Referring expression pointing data

········

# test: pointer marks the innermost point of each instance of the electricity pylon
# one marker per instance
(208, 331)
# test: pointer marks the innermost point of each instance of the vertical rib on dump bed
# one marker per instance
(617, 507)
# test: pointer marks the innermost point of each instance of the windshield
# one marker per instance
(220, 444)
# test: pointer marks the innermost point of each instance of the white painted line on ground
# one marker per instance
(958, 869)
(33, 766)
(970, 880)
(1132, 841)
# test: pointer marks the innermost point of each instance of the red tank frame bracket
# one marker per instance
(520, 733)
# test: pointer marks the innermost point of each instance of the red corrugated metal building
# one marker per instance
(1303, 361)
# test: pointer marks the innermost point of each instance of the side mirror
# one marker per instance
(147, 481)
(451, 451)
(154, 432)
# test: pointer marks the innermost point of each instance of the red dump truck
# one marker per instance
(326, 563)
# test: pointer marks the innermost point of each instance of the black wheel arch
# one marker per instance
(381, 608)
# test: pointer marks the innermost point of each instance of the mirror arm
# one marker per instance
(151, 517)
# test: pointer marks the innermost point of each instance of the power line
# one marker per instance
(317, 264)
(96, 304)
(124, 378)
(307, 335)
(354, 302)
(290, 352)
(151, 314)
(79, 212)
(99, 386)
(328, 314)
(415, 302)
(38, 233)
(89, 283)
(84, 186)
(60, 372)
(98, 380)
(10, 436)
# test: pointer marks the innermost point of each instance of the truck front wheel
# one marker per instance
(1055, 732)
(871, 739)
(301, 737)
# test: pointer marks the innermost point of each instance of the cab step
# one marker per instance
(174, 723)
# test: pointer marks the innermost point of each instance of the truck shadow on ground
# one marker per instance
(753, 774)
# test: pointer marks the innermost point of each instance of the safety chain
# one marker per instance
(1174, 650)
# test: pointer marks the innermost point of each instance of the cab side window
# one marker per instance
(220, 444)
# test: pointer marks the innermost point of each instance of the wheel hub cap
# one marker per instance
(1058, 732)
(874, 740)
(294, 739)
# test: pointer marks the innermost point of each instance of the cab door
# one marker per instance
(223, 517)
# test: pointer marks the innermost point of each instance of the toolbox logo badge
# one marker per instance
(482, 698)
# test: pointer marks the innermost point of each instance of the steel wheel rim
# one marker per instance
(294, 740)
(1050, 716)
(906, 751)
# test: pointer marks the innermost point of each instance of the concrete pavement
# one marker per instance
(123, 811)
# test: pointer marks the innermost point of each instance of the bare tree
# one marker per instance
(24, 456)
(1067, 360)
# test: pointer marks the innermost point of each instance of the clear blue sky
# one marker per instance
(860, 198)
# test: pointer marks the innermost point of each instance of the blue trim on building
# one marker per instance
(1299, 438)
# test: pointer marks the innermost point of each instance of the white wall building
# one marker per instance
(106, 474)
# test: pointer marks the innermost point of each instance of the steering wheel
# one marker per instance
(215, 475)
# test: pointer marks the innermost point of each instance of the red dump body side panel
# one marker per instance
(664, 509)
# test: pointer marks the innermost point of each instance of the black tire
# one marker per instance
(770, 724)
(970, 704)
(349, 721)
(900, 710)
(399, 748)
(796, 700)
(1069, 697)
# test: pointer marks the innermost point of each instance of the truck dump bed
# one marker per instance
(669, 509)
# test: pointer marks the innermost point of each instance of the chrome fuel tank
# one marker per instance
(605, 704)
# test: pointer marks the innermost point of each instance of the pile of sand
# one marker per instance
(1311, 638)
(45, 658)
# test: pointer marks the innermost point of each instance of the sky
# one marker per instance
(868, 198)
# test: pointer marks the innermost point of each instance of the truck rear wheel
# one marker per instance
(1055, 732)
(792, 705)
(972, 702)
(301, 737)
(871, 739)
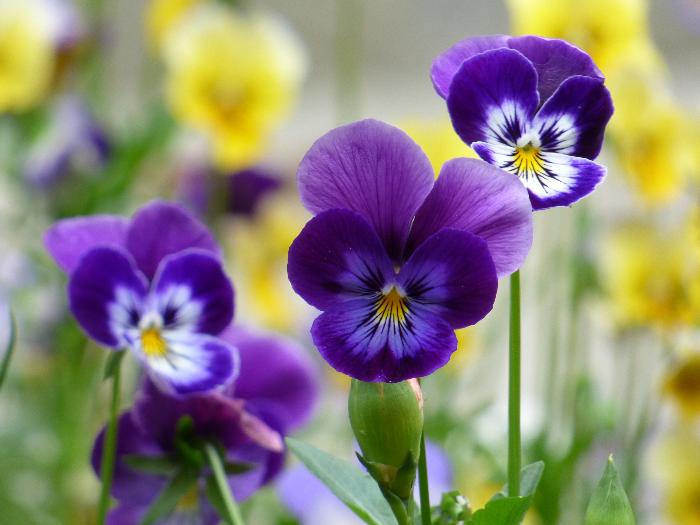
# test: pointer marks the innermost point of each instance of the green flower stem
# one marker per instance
(423, 484)
(109, 447)
(514, 447)
(233, 514)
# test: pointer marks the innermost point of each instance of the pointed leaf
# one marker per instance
(353, 487)
(609, 504)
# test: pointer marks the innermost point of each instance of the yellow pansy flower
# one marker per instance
(233, 77)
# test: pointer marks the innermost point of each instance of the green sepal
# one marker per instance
(609, 504)
(170, 496)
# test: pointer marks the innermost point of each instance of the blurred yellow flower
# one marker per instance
(26, 54)
(438, 140)
(652, 280)
(233, 77)
(682, 385)
(676, 462)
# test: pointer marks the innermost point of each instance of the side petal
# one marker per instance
(447, 63)
(371, 168)
(160, 229)
(451, 275)
(354, 344)
(191, 363)
(473, 196)
(69, 239)
(278, 379)
(106, 294)
(191, 292)
(493, 96)
(336, 257)
(555, 60)
(573, 120)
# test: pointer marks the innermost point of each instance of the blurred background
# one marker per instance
(105, 105)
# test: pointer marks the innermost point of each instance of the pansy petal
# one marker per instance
(573, 120)
(69, 239)
(160, 229)
(192, 292)
(106, 294)
(452, 275)
(493, 96)
(337, 256)
(555, 60)
(473, 196)
(278, 379)
(354, 344)
(128, 484)
(373, 169)
(190, 363)
(447, 63)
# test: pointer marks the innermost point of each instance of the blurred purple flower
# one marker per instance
(533, 106)
(312, 503)
(153, 284)
(73, 141)
(274, 395)
(397, 261)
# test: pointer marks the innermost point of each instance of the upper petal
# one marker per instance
(160, 229)
(473, 196)
(106, 294)
(573, 120)
(451, 274)
(337, 256)
(493, 96)
(69, 239)
(192, 292)
(447, 63)
(555, 60)
(373, 169)
(278, 380)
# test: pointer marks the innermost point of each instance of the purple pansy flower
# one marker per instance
(397, 261)
(154, 284)
(274, 394)
(535, 107)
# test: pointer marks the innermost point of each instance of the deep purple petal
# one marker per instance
(446, 65)
(160, 229)
(473, 196)
(69, 239)
(278, 380)
(191, 292)
(555, 61)
(337, 256)
(106, 294)
(573, 120)
(373, 169)
(452, 275)
(493, 96)
(192, 363)
(353, 342)
(129, 485)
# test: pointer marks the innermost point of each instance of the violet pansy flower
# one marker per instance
(395, 260)
(155, 285)
(535, 107)
(274, 394)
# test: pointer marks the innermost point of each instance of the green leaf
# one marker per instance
(171, 495)
(113, 362)
(609, 504)
(353, 487)
(9, 349)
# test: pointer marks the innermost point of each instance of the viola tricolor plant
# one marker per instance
(155, 285)
(535, 107)
(395, 260)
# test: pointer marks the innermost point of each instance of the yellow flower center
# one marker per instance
(153, 343)
(392, 305)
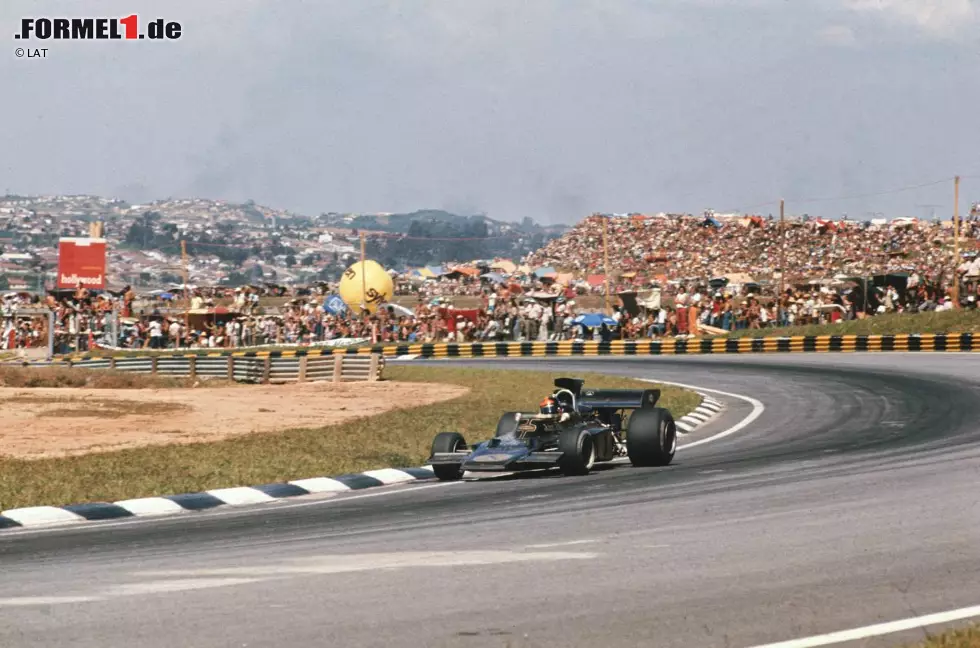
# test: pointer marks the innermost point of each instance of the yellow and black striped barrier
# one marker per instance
(800, 344)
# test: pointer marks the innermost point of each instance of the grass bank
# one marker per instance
(966, 638)
(963, 321)
(395, 438)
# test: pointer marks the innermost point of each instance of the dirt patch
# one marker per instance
(56, 422)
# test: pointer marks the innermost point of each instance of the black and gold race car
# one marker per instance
(573, 429)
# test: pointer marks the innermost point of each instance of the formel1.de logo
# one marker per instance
(127, 28)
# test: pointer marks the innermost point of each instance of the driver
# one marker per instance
(552, 407)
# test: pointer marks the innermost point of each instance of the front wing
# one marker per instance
(496, 461)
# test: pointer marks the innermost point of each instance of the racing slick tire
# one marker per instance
(448, 442)
(651, 437)
(578, 452)
(507, 425)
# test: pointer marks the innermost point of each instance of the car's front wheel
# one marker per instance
(448, 442)
(578, 452)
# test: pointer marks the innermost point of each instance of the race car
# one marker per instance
(573, 429)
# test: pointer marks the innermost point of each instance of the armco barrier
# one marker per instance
(268, 368)
(800, 344)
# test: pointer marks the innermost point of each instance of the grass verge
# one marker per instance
(395, 438)
(965, 638)
(963, 321)
(26, 377)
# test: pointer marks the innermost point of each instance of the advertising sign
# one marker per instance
(81, 260)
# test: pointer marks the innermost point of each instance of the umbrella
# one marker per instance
(593, 320)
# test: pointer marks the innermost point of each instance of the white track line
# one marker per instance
(757, 409)
(878, 629)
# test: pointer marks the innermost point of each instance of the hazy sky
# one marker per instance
(543, 108)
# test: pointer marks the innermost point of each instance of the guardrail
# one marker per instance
(266, 369)
(797, 344)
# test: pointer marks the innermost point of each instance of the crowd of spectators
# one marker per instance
(675, 256)
(684, 247)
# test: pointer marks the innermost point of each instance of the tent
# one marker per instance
(593, 320)
(503, 265)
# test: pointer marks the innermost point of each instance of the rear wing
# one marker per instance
(618, 398)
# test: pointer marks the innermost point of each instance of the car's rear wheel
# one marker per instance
(448, 442)
(578, 452)
(651, 437)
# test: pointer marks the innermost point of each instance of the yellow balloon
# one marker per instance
(367, 288)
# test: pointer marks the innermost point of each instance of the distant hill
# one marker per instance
(434, 236)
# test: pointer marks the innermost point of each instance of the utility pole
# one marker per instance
(363, 275)
(782, 248)
(956, 241)
(605, 255)
(187, 292)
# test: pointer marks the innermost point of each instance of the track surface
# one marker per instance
(851, 500)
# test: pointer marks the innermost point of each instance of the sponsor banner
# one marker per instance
(81, 261)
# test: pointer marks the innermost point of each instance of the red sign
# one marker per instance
(81, 260)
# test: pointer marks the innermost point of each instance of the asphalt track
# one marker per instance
(853, 499)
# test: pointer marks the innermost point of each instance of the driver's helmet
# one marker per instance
(549, 406)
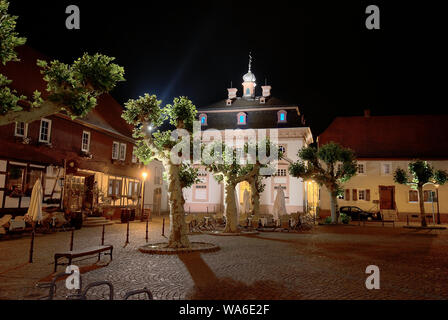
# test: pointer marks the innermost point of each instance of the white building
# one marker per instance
(243, 115)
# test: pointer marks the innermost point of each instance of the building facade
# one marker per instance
(85, 164)
(382, 144)
(241, 117)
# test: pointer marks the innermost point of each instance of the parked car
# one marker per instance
(356, 213)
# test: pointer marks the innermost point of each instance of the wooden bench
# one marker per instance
(70, 255)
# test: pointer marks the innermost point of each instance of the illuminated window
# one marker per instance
(45, 130)
(21, 129)
(203, 119)
(281, 116)
(122, 151)
(115, 149)
(85, 141)
(241, 118)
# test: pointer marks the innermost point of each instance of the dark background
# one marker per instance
(316, 54)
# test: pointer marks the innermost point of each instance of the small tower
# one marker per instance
(249, 82)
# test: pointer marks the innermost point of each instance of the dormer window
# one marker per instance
(241, 118)
(281, 116)
(203, 119)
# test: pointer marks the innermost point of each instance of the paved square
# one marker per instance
(326, 263)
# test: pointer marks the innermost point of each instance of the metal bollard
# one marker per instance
(71, 240)
(147, 224)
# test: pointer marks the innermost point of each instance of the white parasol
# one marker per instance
(279, 204)
(35, 211)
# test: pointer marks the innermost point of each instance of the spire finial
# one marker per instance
(250, 60)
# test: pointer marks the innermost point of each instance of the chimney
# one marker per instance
(266, 91)
(232, 93)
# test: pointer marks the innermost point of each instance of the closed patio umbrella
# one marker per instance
(279, 204)
(35, 211)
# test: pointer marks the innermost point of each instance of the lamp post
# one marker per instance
(438, 208)
(144, 176)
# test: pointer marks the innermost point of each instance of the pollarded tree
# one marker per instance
(420, 173)
(322, 166)
(74, 88)
(146, 112)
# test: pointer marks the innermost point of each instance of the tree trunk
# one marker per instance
(421, 201)
(46, 109)
(255, 198)
(333, 203)
(231, 214)
(178, 230)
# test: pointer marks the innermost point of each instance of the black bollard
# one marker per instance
(71, 240)
(127, 234)
(32, 244)
(147, 224)
(102, 235)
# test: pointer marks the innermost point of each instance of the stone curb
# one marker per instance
(149, 248)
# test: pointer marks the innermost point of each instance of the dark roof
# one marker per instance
(26, 78)
(259, 116)
(241, 103)
(401, 137)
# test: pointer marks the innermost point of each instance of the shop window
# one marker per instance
(114, 188)
(45, 130)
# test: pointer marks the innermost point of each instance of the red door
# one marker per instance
(387, 199)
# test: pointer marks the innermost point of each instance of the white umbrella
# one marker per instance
(35, 211)
(35, 208)
(279, 204)
(246, 202)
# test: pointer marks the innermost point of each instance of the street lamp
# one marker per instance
(438, 208)
(144, 176)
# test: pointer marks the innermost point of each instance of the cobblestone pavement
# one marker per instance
(326, 263)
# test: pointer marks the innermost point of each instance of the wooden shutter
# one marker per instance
(347, 194)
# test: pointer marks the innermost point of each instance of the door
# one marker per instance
(387, 198)
(157, 200)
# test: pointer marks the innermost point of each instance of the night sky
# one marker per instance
(318, 56)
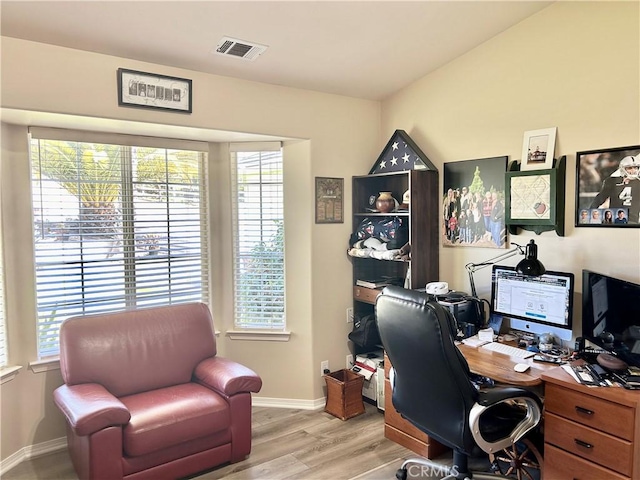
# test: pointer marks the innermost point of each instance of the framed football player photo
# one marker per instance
(608, 187)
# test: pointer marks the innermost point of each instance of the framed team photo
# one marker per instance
(473, 203)
(608, 187)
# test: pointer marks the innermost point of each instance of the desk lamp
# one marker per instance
(530, 265)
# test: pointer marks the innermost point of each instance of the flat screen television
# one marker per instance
(536, 305)
(611, 315)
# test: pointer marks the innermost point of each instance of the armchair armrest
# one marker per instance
(226, 376)
(89, 407)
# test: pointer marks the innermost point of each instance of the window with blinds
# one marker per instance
(258, 237)
(116, 227)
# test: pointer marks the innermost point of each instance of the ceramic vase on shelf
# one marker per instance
(385, 202)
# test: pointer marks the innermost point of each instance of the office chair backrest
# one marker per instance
(432, 387)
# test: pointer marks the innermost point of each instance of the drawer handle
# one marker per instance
(584, 410)
(582, 443)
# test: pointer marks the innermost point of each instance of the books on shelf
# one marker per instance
(378, 282)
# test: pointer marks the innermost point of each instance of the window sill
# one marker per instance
(40, 366)
(267, 336)
(9, 373)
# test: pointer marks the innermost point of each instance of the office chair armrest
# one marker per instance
(492, 396)
(488, 400)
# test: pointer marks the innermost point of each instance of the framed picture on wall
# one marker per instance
(151, 90)
(329, 200)
(608, 187)
(538, 149)
(473, 212)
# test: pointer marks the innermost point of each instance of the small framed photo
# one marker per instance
(608, 187)
(538, 149)
(150, 90)
(329, 200)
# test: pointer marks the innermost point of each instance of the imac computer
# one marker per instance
(611, 315)
(535, 305)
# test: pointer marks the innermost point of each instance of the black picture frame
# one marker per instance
(151, 90)
(329, 200)
(478, 176)
(603, 192)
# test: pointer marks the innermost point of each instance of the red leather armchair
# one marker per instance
(146, 396)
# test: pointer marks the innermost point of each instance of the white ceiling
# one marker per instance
(366, 49)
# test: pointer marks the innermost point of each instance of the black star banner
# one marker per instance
(401, 153)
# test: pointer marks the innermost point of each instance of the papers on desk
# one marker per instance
(474, 341)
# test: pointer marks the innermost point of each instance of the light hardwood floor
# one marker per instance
(296, 444)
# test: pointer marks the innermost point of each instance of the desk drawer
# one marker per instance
(367, 295)
(560, 465)
(593, 412)
(598, 447)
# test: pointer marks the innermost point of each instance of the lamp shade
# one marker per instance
(531, 265)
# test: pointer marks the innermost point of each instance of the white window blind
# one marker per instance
(258, 237)
(116, 227)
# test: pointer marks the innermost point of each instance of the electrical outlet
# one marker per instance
(350, 315)
(349, 362)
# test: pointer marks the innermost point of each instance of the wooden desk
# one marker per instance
(590, 432)
(499, 366)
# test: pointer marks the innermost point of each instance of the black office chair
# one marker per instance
(432, 385)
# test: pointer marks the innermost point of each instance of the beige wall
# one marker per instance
(574, 65)
(338, 136)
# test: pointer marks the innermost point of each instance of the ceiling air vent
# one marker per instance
(239, 48)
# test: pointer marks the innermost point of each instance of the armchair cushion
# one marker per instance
(169, 416)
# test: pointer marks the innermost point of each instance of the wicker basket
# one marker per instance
(344, 394)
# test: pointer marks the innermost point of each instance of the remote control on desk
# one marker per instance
(546, 359)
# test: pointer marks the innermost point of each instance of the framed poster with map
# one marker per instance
(534, 199)
(531, 195)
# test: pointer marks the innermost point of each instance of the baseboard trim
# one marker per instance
(316, 404)
(32, 451)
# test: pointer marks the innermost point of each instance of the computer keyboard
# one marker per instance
(508, 350)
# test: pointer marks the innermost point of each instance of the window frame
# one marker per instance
(269, 330)
(200, 149)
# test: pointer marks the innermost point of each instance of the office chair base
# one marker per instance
(423, 468)
(522, 461)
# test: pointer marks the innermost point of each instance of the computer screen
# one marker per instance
(542, 304)
(611, 314)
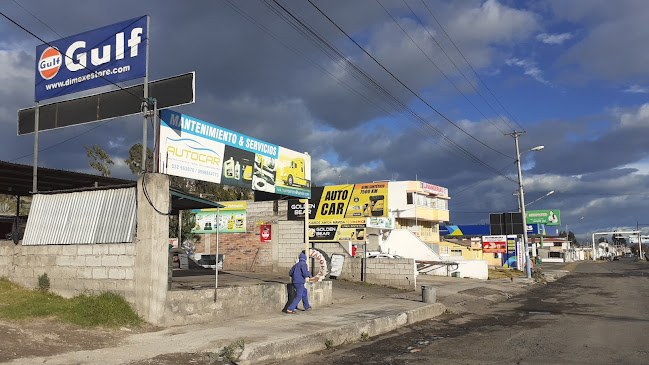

········

Across the data above, how many lines include the word "tire"? Give only the count.

2